- [Tasks for this exercise]:
a: Print the passage from the article on N.N.'s attempt to vote abroad, starting with "According to the" and going on through "has been rejected.".
b: Using the article on N.N.'s attempt to vote abroad, answer each question:
(i) Within how many hours does the SEC decide on applications for voting abroad?
(ii) In which month did N.N. submit her application to vote in the referendum?
(iii) Through what channel did she finally reach the SEC?
c: Write the next part of the article on N.N.'s attempt to vote abroad, picking up after its final sentence.

- [Source text]:
________________________
According to the schedule of the State Election Commission, Macedonian citizens abroad can submit an application for voting, personally signed or sent in electronic form to the diplomatic – consular offices (DCO). The citizen with the initials N.N who lives in Paris, France also wanted to exercise that right.
After certain procedures through which the application has to pass from the Ministry of Foreign Affairs to the SEC, the SEC decides, within 48 hours, with a decision on the received requests and applications for voting abroad. Citizens have the right to file a lawsuit against the decision of the SEC within 24 hours, if the request has been rejected.
However, in order for this to happen, citizens first need to receive a decision in which their request has been accepted or rejected.
N.N who knew that she would not be in Macedonia on the day of the referendum, had accordingly, among the first, back in August submitted an application for voting at the referendum.
She did not receive nether a confirming or negative response, and on September 29 in the morning went to vote at the Macedonian Embassy in Paris.
“You are not on the Voters Register, you cannot vote”, is the result of her wish to exercise her right to vote.
The next step in such a case is submitting a complaint to the SEC. Following a duly submitted complaint, she was promised a response within 4 hours. But, at 5.00 already nobody was answering the phone in the SEC, hours passed and yet there was no return email. At the end, she decided to contact them through Facebook. They gave her a reply that her case was being solved. After a short time, she received a reply that the decision regarding her complaint had been sent by email.
________________________
- [Records]:
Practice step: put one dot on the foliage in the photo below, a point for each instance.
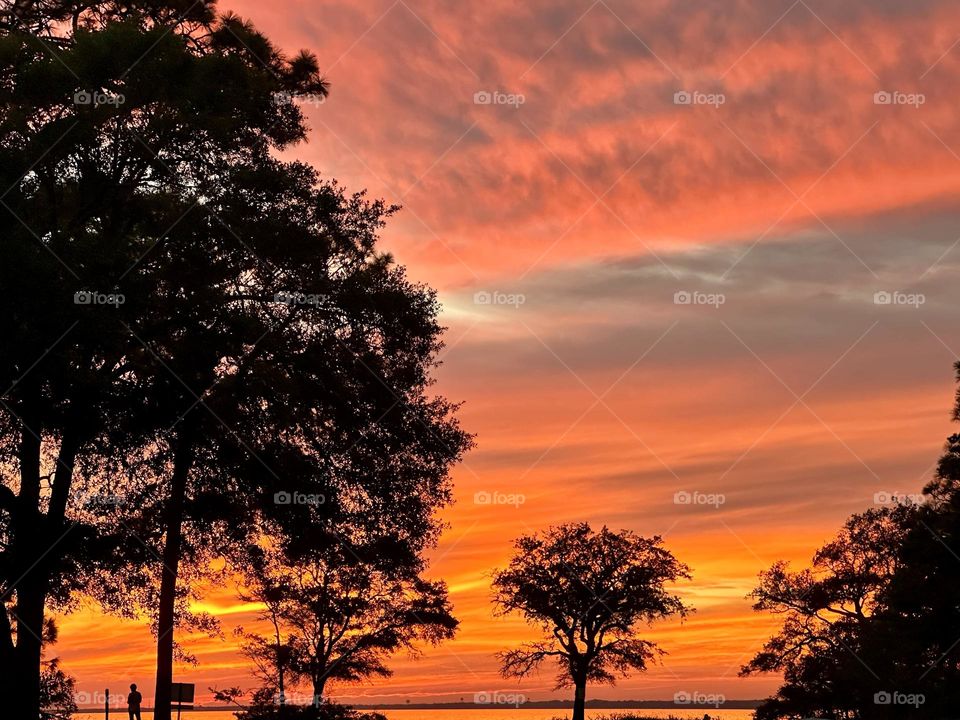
(589, 593)
(339, 612)
(876, 615)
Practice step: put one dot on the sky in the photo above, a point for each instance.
(699, 251)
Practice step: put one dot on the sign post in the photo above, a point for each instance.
(182, 695)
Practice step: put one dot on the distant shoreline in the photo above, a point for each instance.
(532, 705)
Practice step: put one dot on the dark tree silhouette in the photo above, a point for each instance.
(589, 593)
(874, 621)
(339, 613)
(261, 336)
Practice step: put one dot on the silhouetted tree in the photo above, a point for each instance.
(340, 609)
(589, 593)
(877, 614)
(136, 143)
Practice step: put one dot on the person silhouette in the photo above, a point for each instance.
(133, 702)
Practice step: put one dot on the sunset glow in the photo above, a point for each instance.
(649, 303)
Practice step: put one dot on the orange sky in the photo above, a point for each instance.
(598, 199)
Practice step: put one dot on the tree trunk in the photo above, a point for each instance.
(318, 685)
(579, 698)
(29, 547)
(183, 458)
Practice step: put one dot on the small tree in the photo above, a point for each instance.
(339, 611)
(588, 591)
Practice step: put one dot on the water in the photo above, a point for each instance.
(483, 714)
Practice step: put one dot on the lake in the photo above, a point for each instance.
(476, 714)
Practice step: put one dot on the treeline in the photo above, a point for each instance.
(871, 630)
(207, 367)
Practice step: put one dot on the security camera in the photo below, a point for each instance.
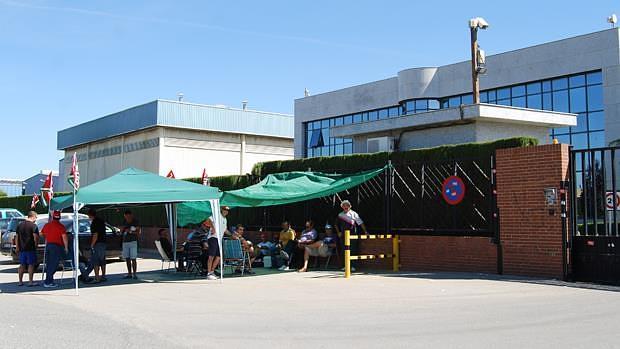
(612, 20)
(478, 22)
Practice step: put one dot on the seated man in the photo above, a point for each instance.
(265, 247)
(165, 243)
(320, 248)
(246, 245)
(286, 245)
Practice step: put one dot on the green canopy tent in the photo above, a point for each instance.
(279, 189)
(134, 186)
________________________
- [Answer list]:
a:
According to the schedule of the State Election Commission, Macedonian citizens abroad can submit an application for voting, personally signed or sent in electronic form to the diplomatic – consular offices (DCO). The citizen with the initials N.N who lives in Paris, France also wanted to exercise that right.
After certain procedures through which the application has to pass from the Ministry of Foreign Affairs to the SEC, the SEC decides, within 48 hours, with a decision on the received requests and applications for voting abroad. Citizens have the right to file a lawsuit against the decision of the SEC within 24 hours, if the request has been rejected.

b:
(i) Within 48 hours.
(ii) August.
(iii) Facebook.

c:
Because she did not receive such an email, the SEC’s recommendation was for her to check in spam. The citizen tried to prove with a screenshot that she had not received anything by email. From this moment on, the SEC remains silent.
If you check the list of complaints and decisions on protecting the personal right to vote, you will notice that there are no records that such an application has reached the SEC’s address or that they have decided upon that application. The single one complaint on September 29 is rejected, whereas the decision is still being processes.
“Unlike the SEC, the DCO in Paris did everything they could to find a solution, but the SEC ‘couldn’t care less’ about this injustice”, commented citizen N.N angrily in a conversation with us. CIVIL has detailed information and photocopies of the application and the communication with the SEC and the Macedonian Embassy in Paris.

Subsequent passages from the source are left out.